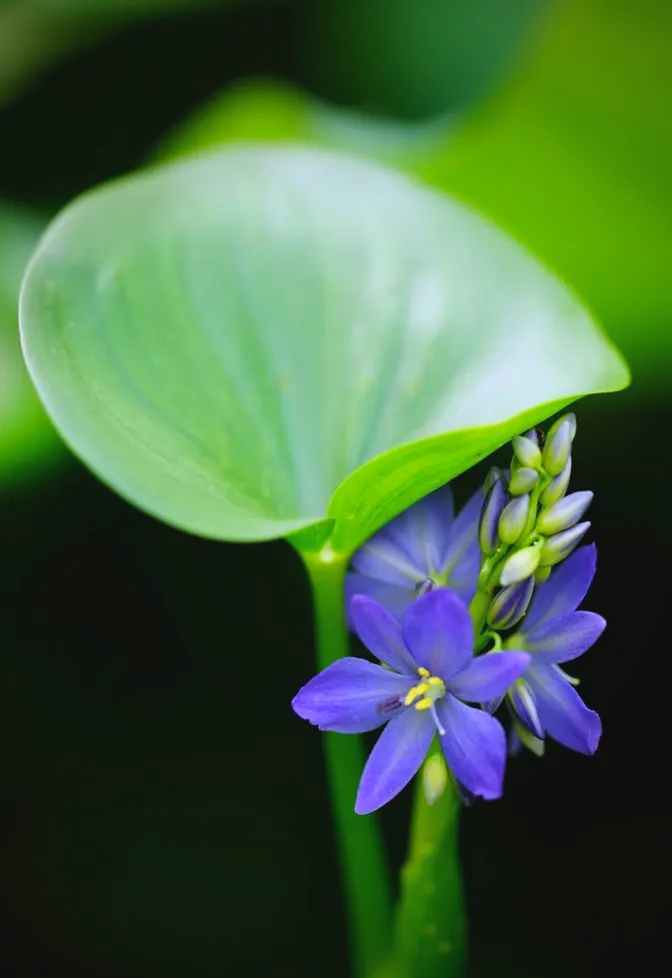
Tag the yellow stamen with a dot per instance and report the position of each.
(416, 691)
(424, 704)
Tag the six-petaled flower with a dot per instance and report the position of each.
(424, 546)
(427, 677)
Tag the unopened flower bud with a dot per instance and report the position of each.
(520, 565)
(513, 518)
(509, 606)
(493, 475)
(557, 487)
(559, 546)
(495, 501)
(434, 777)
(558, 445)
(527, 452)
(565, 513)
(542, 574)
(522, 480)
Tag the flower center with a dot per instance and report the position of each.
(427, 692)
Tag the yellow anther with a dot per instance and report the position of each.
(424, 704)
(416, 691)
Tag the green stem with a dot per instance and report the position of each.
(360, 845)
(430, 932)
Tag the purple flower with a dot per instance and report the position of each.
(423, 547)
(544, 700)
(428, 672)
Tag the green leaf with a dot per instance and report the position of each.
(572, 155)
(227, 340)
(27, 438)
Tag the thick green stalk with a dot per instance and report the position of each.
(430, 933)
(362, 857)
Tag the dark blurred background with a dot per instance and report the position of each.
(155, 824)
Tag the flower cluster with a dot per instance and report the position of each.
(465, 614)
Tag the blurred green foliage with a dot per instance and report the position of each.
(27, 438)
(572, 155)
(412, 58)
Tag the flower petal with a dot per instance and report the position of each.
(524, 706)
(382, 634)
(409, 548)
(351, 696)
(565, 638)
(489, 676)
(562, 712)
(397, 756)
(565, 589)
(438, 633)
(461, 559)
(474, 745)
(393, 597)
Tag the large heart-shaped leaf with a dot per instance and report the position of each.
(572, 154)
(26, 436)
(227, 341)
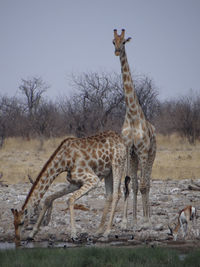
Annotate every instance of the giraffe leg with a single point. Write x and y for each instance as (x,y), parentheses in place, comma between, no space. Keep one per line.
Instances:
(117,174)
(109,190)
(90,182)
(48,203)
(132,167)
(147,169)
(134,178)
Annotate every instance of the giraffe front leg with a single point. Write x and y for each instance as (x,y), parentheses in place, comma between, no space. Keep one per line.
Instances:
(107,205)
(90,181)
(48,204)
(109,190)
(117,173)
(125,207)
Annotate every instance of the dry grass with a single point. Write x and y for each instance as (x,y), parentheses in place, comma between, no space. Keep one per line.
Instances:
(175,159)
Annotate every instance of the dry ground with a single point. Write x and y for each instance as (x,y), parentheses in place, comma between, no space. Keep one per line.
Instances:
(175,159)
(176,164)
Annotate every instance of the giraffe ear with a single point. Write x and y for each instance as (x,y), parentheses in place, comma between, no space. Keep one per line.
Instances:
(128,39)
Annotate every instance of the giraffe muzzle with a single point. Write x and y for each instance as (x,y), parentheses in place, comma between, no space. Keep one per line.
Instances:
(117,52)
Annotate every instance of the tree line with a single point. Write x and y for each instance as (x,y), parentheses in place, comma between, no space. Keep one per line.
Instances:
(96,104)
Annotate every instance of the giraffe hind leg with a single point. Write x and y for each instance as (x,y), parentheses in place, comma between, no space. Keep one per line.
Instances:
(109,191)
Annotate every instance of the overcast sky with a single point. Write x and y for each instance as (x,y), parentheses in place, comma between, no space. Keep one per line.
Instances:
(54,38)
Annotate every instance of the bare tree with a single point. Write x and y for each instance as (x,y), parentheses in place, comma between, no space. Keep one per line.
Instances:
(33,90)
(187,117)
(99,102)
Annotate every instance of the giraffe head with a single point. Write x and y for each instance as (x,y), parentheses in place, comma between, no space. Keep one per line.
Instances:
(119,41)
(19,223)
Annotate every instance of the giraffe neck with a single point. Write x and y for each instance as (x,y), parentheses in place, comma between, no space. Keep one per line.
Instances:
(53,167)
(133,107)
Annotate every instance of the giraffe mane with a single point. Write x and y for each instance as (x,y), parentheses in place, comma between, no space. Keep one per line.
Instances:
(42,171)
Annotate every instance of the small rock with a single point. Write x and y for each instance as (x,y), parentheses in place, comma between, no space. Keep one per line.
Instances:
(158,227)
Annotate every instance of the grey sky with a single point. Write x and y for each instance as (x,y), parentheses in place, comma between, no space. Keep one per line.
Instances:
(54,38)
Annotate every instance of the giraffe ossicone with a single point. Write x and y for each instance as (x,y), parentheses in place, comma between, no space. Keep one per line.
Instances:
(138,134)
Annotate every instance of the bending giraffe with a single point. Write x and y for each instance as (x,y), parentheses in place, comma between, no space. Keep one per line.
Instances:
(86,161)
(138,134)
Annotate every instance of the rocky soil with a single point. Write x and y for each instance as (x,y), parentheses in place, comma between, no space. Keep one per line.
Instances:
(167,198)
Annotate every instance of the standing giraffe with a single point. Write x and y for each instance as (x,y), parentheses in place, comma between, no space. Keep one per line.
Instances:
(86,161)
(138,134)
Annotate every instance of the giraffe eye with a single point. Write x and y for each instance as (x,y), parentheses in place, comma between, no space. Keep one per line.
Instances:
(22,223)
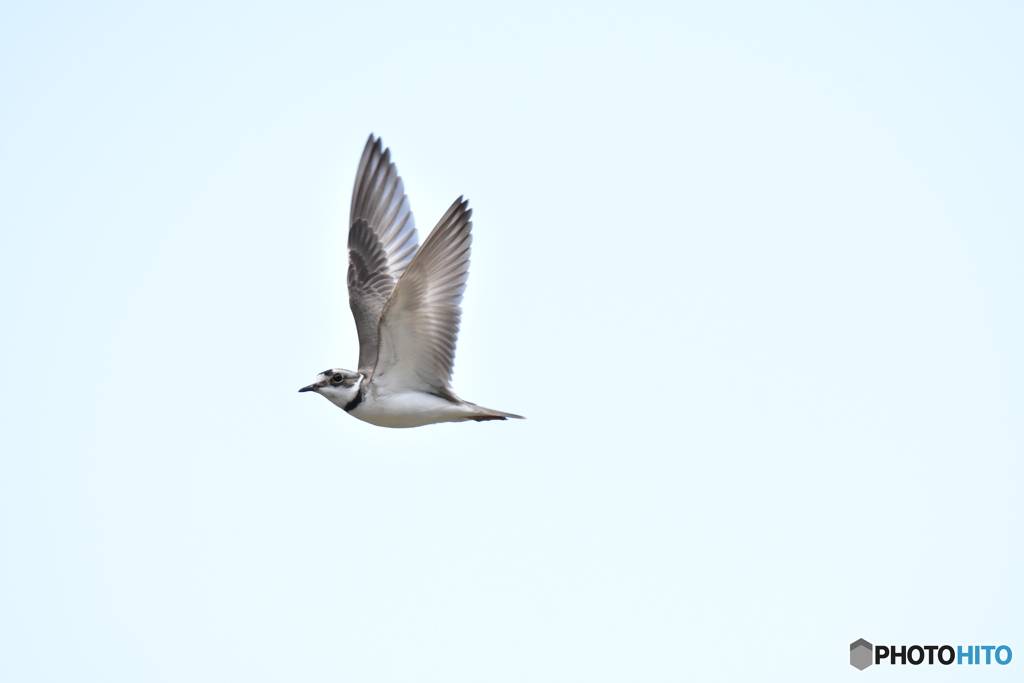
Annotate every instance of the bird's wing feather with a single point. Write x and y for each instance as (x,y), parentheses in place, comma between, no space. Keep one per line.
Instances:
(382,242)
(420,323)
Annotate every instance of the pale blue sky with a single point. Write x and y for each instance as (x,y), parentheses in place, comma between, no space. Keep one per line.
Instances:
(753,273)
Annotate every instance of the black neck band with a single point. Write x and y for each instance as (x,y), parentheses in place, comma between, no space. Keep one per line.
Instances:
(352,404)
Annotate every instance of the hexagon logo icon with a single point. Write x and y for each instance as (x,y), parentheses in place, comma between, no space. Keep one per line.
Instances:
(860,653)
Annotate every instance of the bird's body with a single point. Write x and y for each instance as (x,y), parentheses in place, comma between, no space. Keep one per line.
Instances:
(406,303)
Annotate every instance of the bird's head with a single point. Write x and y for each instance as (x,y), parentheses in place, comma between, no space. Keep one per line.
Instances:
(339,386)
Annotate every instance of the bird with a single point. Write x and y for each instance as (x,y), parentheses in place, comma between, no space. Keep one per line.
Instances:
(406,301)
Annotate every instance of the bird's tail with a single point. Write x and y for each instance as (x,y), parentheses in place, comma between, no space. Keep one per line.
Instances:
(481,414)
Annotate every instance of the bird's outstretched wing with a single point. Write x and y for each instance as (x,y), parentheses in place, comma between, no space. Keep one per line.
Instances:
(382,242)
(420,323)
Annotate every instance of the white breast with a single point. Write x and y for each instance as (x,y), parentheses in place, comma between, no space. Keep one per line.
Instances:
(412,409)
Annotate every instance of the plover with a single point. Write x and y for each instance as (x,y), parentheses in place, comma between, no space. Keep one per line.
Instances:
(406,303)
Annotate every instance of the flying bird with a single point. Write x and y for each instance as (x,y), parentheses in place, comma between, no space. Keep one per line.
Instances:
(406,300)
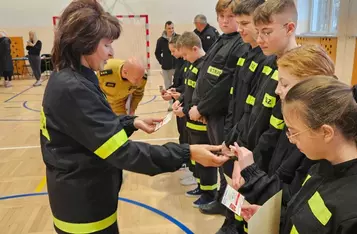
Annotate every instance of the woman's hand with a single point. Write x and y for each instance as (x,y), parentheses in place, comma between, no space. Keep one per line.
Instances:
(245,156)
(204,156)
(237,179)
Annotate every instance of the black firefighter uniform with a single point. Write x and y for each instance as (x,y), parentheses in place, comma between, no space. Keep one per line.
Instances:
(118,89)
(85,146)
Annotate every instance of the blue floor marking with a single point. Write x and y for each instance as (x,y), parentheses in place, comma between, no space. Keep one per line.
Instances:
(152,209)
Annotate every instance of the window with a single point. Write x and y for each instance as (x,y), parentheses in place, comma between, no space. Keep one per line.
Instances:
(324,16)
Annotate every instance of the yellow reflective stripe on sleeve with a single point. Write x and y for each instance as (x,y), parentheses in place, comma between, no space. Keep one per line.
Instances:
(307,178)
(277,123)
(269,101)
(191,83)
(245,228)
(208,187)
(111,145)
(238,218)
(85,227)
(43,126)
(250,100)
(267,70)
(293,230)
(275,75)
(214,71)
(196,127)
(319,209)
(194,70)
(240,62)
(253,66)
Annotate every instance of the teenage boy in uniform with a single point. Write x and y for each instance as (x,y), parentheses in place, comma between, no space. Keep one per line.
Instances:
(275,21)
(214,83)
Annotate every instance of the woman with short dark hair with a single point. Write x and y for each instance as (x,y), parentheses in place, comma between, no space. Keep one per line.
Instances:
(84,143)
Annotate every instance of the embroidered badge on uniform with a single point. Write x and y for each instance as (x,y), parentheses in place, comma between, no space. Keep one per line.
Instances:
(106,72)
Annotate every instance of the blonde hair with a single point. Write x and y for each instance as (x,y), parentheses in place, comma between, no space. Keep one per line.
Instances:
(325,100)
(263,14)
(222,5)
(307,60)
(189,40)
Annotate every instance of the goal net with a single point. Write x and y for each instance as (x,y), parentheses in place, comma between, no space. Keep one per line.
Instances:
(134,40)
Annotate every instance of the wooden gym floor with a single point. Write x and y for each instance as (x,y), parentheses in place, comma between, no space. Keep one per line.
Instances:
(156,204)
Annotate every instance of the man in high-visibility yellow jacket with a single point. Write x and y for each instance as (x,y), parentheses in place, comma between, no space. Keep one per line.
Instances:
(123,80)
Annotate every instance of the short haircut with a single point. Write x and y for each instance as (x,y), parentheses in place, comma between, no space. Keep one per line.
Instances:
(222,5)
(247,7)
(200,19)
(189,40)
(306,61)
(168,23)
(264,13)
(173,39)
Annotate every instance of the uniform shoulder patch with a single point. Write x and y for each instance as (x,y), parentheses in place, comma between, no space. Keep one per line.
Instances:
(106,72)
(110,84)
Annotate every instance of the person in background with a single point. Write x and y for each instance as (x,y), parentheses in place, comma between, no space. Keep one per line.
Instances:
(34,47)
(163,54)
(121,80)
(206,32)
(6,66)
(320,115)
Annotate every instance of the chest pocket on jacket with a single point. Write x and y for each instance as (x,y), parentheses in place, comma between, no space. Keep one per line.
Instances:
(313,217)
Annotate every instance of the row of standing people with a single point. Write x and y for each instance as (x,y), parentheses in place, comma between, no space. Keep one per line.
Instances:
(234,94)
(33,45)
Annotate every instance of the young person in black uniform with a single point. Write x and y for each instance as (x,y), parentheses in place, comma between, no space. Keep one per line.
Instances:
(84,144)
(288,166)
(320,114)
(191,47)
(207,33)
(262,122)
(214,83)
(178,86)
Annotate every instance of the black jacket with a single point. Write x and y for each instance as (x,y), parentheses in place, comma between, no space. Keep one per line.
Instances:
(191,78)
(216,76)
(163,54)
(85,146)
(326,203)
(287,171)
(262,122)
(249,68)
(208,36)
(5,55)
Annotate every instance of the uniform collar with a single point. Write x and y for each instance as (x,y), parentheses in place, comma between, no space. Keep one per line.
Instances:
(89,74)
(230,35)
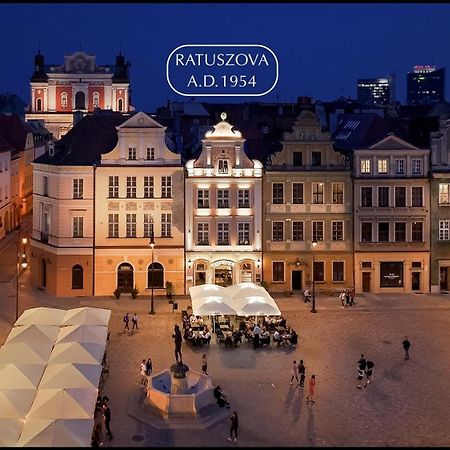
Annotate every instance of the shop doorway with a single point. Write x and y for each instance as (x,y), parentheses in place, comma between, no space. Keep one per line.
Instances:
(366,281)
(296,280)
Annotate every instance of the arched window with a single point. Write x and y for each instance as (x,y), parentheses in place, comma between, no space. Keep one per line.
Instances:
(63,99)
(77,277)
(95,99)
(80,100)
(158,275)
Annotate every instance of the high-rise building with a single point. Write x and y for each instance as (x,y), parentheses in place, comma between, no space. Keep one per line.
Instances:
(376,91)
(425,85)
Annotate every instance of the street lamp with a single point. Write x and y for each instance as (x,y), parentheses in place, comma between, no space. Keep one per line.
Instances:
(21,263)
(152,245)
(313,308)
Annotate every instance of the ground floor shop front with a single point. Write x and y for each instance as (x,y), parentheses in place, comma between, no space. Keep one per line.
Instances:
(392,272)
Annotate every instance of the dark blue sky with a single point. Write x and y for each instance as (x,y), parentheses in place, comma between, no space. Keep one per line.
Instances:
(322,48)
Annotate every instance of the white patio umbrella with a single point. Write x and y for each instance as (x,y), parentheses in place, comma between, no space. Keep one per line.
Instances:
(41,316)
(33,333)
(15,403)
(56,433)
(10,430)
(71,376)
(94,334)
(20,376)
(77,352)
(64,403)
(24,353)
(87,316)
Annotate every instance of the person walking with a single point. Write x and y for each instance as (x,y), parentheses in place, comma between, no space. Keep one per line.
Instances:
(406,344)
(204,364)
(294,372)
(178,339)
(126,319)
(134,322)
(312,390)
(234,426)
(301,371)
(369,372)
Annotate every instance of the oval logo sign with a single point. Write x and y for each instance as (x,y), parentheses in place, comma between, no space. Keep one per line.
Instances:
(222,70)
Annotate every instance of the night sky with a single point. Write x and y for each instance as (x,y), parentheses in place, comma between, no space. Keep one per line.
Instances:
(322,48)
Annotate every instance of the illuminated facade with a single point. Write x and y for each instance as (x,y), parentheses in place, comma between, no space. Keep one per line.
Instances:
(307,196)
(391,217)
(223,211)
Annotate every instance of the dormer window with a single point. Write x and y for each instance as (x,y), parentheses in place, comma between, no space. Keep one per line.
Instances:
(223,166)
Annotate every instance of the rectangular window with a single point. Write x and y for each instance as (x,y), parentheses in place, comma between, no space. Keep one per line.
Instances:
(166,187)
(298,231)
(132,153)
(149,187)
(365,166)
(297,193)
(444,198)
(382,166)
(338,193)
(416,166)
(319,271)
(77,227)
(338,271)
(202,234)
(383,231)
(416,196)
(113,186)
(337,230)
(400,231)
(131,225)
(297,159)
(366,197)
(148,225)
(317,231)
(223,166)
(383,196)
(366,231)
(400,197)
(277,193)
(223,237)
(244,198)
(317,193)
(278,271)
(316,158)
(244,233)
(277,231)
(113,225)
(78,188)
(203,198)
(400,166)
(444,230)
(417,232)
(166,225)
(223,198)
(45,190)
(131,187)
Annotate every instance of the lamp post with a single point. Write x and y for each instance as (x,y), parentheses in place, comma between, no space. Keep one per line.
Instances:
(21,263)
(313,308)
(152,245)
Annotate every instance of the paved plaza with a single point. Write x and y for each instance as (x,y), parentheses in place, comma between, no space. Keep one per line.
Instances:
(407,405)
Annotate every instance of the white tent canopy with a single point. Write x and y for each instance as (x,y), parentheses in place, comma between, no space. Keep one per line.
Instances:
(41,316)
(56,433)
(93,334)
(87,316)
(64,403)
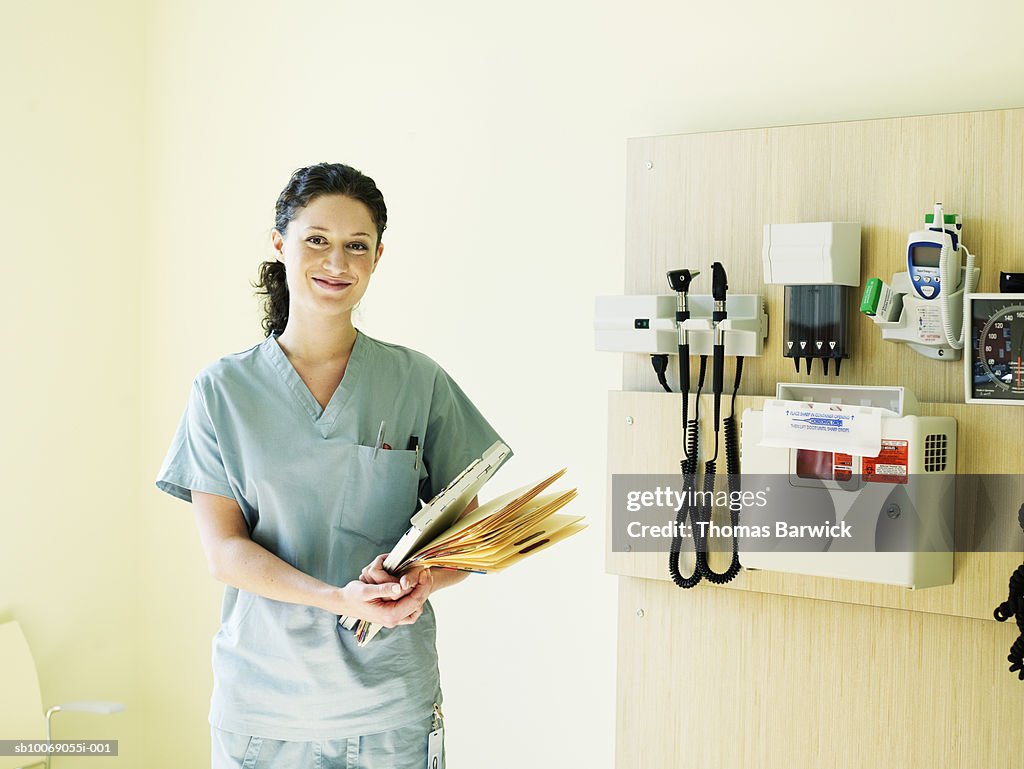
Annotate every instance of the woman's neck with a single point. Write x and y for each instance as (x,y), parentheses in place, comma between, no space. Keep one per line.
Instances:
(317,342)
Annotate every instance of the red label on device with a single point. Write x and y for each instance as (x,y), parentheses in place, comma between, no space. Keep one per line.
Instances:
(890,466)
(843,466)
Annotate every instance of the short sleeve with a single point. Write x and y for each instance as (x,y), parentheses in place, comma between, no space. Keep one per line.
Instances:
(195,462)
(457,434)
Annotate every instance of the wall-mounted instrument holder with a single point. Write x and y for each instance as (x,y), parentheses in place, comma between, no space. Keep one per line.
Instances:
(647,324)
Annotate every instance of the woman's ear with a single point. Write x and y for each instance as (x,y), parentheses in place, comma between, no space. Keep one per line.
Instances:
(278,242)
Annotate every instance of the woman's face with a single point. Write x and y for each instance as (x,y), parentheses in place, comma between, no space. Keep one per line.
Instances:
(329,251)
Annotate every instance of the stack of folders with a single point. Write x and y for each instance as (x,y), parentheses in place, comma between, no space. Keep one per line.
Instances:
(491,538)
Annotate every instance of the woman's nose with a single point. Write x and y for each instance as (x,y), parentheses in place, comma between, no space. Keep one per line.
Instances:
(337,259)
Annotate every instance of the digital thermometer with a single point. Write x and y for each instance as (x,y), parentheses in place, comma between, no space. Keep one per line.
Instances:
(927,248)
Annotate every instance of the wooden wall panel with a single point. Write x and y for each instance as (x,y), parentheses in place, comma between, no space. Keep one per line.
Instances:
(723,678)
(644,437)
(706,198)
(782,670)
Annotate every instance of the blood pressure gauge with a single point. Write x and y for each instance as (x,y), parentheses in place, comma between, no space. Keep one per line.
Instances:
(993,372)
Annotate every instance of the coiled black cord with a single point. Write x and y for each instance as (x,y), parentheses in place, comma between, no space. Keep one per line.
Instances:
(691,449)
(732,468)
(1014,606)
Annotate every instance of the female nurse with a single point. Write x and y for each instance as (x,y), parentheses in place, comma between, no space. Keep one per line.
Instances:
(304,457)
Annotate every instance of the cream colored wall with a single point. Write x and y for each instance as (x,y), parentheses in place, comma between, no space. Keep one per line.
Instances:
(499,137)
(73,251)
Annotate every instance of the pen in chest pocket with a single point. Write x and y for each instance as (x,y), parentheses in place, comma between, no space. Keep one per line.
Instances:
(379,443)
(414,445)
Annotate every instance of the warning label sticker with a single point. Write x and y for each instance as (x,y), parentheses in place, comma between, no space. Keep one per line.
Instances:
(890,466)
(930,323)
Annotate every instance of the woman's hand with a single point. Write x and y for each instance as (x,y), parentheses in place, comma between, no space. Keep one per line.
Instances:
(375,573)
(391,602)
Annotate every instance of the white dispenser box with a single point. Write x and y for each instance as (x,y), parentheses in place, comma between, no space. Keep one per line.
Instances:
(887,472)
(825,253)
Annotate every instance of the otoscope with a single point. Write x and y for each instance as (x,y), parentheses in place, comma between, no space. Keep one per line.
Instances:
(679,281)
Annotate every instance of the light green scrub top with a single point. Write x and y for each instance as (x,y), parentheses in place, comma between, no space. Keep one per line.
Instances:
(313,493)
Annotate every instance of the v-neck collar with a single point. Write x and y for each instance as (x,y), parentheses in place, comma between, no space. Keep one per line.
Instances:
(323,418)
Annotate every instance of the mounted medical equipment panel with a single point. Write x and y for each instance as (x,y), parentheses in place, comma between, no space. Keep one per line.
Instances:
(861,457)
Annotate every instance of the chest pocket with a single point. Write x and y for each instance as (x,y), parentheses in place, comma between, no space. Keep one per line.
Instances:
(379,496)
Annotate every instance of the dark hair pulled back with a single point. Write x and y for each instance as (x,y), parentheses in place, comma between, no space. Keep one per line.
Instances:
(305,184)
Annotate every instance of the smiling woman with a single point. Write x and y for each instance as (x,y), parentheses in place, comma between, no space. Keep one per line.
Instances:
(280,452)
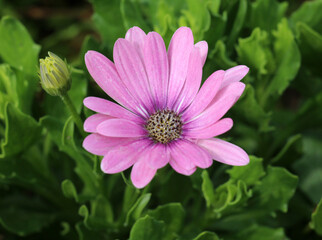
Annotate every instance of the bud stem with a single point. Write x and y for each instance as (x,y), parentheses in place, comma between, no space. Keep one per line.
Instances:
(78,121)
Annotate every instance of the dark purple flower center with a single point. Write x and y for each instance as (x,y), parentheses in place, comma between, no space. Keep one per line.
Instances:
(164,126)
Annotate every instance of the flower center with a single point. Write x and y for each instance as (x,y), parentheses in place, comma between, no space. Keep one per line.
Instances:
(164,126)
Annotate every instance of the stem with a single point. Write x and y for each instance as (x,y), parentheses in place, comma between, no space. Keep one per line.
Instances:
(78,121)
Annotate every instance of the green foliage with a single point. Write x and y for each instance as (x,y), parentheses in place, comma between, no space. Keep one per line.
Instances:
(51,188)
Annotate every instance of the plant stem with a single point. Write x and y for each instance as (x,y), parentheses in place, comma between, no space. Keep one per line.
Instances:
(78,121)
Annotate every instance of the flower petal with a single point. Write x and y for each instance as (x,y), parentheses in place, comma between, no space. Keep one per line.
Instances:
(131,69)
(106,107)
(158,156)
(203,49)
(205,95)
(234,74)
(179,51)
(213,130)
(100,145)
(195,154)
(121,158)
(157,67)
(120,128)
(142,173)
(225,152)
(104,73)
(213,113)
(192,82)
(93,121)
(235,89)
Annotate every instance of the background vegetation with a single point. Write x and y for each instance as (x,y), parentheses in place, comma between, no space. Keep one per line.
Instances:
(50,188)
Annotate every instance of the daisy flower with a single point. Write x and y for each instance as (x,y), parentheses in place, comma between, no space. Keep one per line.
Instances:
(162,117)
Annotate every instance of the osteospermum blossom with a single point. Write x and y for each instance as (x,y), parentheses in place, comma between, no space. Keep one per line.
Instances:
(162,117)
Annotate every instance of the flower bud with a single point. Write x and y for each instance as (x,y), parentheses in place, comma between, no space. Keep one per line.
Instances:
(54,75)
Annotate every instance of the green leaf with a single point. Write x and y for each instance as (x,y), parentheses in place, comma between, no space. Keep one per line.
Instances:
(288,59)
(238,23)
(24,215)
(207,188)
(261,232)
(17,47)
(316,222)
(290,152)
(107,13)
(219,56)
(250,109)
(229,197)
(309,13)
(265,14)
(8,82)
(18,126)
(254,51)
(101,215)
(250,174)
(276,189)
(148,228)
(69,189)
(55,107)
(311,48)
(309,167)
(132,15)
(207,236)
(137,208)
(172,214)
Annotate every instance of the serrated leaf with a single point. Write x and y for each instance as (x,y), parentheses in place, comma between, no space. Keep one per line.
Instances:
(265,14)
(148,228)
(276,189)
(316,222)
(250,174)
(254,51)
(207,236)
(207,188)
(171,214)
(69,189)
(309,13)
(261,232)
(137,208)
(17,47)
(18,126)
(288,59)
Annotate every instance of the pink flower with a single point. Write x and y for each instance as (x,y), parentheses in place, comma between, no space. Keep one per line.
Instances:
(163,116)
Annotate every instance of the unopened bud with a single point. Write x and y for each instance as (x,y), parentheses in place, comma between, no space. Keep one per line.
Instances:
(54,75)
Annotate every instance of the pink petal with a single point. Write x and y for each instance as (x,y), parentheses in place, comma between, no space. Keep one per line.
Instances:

◆ Stated task ◆
Starting with the line that contains "Annotate every instance of the osteospermum", output every line through the end of the listing above, unchanged.

◆ Solution to this exercise ◆
Annotate every instance of the osteospermum blossom with a single point. Write x and y for each instance as (x,y), parentheses in place, comma between, no space. Keep one per line.
Instances:
(162,117)
Annotate every instance of the flower bud with a single point. Write x and y for each instance as (x,y), parentheses in place, comma between, no space. Keep one per line.
Instances:
(54,75)
Annotate every instance of the green leaf with a single point. Write x and y for each instance as (x,y), parentheses in place, comma between, no space. Keep one per line.
Instances:
(288,59)
(238,23)
(24,215)
(207,188)
(261,232)
(17,47)
(316,222)
(290,152)
(107,13)
(219,56)
(250,109)
(229,197)
(309,13)
(265,14)
(8,82)
(18,126)
(254,51)
(101,215)
(250,174)
(276,189)
(148,228)
(69,189)
(55,107)
(311,48)
(309,167)
(132,15)
(207,236)
(137,208)
(172,214)
Annotate every instance of the serrated leaf with a single point. Write x and y for each instance as (x,y), parentheses in place, comma between, no space. Keep one per line.
Instances:
(265,14)
(148,228)
(276,189)
(316,222)
(250,174)
(254,51)
(207,236)
(207,188)
(171,214)
(69,189)
(309,13)
(261,232)
(137,208)
(17,47)
(18,126)
(288,59)
Annotate every instance of the pink flower with a single point. Write x and y for each instance as (x,y), parentheses in place, comma between, no space. Keep one per line.
Instances:
(163,116)
Annotate every instance of the unopened bud with a single point. Write x and y for each instance as (x,y), parentheses in place, comma between, no space. Keep one per line.
Instances:
(54,75)
Annotate every instance of the pink petal with a single point. Write x and y for each instance as (x,y), parentheses in place, comma between, no space. Keep one per line.
Instances:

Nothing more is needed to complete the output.